DATA FOR THIS TASK |
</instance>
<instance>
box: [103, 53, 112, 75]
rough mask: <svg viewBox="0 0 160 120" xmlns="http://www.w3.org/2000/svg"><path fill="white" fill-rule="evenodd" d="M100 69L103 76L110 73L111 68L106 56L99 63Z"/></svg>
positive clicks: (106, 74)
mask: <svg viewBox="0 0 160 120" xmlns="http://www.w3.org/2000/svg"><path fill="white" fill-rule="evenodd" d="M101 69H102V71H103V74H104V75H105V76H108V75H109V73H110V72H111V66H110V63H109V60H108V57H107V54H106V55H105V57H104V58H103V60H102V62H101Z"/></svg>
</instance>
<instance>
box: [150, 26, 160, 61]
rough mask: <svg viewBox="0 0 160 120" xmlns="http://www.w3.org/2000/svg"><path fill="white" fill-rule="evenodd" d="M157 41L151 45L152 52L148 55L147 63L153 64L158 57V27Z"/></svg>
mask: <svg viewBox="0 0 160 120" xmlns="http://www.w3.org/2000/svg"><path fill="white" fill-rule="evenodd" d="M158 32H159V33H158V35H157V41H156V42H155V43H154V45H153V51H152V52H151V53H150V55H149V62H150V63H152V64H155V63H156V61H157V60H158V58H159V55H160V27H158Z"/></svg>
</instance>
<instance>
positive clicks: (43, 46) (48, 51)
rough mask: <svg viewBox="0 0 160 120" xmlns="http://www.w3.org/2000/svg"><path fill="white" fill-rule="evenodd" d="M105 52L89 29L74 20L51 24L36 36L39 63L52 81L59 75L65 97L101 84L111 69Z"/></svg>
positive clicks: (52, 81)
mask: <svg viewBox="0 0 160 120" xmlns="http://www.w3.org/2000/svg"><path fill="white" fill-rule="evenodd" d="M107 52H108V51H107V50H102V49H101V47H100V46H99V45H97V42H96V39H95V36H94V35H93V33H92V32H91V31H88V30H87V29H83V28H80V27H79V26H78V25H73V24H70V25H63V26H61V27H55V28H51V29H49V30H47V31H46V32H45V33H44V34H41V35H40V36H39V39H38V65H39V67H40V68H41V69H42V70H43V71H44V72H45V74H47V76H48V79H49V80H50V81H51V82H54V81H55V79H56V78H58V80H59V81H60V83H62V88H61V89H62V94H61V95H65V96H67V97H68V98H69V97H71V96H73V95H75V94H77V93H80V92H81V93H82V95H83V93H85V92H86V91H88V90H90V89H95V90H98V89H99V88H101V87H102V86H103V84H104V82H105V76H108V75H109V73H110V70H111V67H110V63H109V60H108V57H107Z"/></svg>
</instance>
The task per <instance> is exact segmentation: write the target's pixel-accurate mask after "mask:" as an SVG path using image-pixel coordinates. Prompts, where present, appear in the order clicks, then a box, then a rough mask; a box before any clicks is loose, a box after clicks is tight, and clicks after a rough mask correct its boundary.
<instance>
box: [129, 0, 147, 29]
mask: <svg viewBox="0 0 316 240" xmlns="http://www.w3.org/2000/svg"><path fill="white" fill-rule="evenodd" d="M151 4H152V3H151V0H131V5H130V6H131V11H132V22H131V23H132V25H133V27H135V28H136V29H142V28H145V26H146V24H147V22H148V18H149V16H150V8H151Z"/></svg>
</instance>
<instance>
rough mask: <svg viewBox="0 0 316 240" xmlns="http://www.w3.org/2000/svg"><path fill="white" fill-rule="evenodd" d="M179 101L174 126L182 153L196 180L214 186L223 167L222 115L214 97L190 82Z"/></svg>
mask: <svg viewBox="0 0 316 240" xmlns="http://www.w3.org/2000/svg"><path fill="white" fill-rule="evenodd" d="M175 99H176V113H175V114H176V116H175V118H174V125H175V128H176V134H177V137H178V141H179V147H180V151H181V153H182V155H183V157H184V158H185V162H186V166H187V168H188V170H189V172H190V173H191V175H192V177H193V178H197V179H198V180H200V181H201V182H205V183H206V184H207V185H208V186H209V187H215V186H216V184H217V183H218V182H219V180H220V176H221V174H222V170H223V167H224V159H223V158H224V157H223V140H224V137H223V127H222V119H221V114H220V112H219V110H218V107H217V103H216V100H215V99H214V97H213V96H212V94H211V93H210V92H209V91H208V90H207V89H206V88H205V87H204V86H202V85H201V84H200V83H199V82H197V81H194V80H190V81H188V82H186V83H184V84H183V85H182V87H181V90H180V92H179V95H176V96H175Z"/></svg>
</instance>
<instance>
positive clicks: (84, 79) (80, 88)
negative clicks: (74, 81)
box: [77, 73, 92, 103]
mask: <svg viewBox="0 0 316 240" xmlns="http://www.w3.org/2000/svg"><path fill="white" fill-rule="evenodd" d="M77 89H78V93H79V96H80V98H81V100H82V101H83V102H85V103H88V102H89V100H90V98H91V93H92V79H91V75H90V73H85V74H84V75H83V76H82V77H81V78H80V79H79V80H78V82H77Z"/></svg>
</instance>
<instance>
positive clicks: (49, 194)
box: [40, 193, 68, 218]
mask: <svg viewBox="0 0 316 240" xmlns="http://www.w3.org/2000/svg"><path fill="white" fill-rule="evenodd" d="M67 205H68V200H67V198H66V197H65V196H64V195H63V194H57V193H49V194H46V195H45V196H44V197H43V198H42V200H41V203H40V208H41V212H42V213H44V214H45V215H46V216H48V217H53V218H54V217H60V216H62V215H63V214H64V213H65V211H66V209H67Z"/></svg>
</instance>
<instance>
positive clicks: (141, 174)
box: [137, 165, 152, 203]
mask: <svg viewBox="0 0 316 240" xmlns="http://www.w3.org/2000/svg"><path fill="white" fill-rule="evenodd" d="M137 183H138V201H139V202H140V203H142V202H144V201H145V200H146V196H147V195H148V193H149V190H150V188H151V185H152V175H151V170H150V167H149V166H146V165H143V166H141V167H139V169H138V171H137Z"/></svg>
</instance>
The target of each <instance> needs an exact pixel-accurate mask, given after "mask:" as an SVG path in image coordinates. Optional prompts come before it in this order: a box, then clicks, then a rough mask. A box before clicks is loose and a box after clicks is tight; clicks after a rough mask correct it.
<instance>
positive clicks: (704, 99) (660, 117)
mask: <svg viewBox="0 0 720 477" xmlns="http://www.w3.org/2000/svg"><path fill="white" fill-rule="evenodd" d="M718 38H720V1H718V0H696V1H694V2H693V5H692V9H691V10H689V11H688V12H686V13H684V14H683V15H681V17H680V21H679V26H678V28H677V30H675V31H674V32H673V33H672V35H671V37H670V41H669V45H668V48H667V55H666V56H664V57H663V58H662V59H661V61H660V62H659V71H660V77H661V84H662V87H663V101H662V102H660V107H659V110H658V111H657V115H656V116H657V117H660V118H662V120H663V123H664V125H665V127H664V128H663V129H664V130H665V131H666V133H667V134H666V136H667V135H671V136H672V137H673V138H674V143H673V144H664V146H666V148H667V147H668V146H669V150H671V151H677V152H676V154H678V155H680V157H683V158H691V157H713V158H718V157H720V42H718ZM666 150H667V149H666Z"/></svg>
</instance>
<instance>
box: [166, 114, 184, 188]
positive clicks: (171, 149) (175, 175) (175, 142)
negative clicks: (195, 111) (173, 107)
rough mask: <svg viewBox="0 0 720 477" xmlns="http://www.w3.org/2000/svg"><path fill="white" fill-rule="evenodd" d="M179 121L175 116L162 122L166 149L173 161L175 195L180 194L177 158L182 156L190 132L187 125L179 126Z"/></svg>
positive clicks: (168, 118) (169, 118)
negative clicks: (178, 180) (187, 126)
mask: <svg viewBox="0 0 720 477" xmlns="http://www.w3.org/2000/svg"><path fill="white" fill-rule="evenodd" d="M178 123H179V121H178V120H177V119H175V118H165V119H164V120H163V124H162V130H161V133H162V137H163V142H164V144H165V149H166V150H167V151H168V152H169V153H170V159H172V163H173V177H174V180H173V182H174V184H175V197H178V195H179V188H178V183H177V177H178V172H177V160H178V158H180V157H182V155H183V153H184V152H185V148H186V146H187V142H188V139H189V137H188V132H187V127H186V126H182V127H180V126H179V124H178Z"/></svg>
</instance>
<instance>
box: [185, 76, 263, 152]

TASK DESCRIPTION |
Reproduce word for word every line of the material from the one holding "negative clicks: (178, 180) (187, 126)" through the last line, both ends included.

TASK RESPONSE |
negative clicks: (178, 180) (187, 126)
mask: <svg viewBox="0 0 720 477" xmlns="http://www.w3.org/2000/svg"><path fill="white" fill-rule="evenodd" d="M178 123H179V121H178V120H177V119H175V118H165V119H164V120H163V124H162V130H161V133H162V137H163V142H164V144H165V149H166V150H167V151H168V152H169V153H170V159H172V163H173V177H174V180H173V182H174V184H175V197H178V195H179V188H178V183H177V177H178V172H177V160H178V158H180V157H182V155H183V153H184V152H185V148H186V146H187V142H188V139H189V137H188V132H187V127H186V126H182V127H180V126H179V124H178Z"/></svg>
</instance>
<instance>
box: [185, 76, 263, 152]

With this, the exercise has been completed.